▸ **Required work**: Exact copies are required of the lines from the line containing "[tag] navy basketball" through the final line of the listing, both included, and of no other lines.

Source records
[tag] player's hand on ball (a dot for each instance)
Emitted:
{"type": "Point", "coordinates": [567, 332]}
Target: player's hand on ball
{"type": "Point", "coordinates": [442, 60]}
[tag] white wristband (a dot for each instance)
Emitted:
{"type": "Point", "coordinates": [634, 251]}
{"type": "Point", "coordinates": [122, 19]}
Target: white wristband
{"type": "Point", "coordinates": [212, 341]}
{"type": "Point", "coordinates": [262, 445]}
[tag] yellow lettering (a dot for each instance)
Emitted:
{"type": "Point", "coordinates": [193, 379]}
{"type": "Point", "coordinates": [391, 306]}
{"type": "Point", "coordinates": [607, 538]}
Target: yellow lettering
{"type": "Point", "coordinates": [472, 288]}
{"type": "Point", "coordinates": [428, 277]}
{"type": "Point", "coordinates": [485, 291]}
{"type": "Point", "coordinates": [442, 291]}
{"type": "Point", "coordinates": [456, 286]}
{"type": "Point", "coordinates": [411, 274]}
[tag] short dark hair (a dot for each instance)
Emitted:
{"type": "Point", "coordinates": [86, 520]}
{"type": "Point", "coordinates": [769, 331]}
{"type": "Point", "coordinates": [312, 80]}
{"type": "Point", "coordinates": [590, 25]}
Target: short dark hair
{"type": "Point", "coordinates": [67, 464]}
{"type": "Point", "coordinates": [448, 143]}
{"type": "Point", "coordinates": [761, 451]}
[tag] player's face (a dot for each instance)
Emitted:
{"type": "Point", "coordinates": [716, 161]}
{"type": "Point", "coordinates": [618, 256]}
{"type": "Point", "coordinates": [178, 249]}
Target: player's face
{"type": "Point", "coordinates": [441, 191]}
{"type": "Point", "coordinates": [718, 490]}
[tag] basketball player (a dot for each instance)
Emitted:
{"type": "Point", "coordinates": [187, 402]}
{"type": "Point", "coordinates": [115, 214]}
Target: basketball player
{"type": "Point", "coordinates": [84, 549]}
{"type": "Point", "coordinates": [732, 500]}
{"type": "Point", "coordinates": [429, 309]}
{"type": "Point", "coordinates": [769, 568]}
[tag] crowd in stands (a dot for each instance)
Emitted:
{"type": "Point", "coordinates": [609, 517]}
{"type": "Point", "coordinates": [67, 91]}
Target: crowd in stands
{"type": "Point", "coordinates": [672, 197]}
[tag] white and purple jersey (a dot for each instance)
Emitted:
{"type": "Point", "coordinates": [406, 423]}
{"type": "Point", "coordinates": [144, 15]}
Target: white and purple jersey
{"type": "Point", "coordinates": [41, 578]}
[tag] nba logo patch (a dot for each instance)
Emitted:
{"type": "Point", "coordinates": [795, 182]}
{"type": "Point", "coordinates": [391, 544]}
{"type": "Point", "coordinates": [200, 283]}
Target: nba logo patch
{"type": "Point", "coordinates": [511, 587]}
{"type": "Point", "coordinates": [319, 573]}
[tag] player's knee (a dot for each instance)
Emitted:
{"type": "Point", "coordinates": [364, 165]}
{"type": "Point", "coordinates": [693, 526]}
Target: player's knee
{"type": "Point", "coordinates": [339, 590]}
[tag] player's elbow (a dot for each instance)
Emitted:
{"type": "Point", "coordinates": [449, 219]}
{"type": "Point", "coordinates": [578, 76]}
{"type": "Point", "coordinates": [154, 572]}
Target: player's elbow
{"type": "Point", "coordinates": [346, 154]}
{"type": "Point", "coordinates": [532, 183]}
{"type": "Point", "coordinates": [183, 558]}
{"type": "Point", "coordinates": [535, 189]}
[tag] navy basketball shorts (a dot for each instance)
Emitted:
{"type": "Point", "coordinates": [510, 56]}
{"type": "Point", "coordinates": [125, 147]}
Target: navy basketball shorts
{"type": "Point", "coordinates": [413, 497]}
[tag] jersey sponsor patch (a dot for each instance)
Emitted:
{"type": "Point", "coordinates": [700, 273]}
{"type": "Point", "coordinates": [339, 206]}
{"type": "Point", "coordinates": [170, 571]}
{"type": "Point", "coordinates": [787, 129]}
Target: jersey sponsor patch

▸ **Response to this task**:
[tag] navy basketball shorts (a dot for each instance)
Emitted:
{"type": "Point", "coordinates": [510, 56]}
{"type": "Point", "coordinates": [125, 147]}
Target: navy basketball shorts
{"type": "Point", "coordinates": [413, 497]}
[tag] jersey sponsor patch (a dot for each instance)
Emitted:
{"type": "Point", "coordinates": [700, 273]}
{"type": "Point", "coordinates": [339, 206]}
{"type": "Point", "coordinates": [170, 571]}
{"type": "Point", "coordinates": [787, 129]}
Target: jersey sponsor patch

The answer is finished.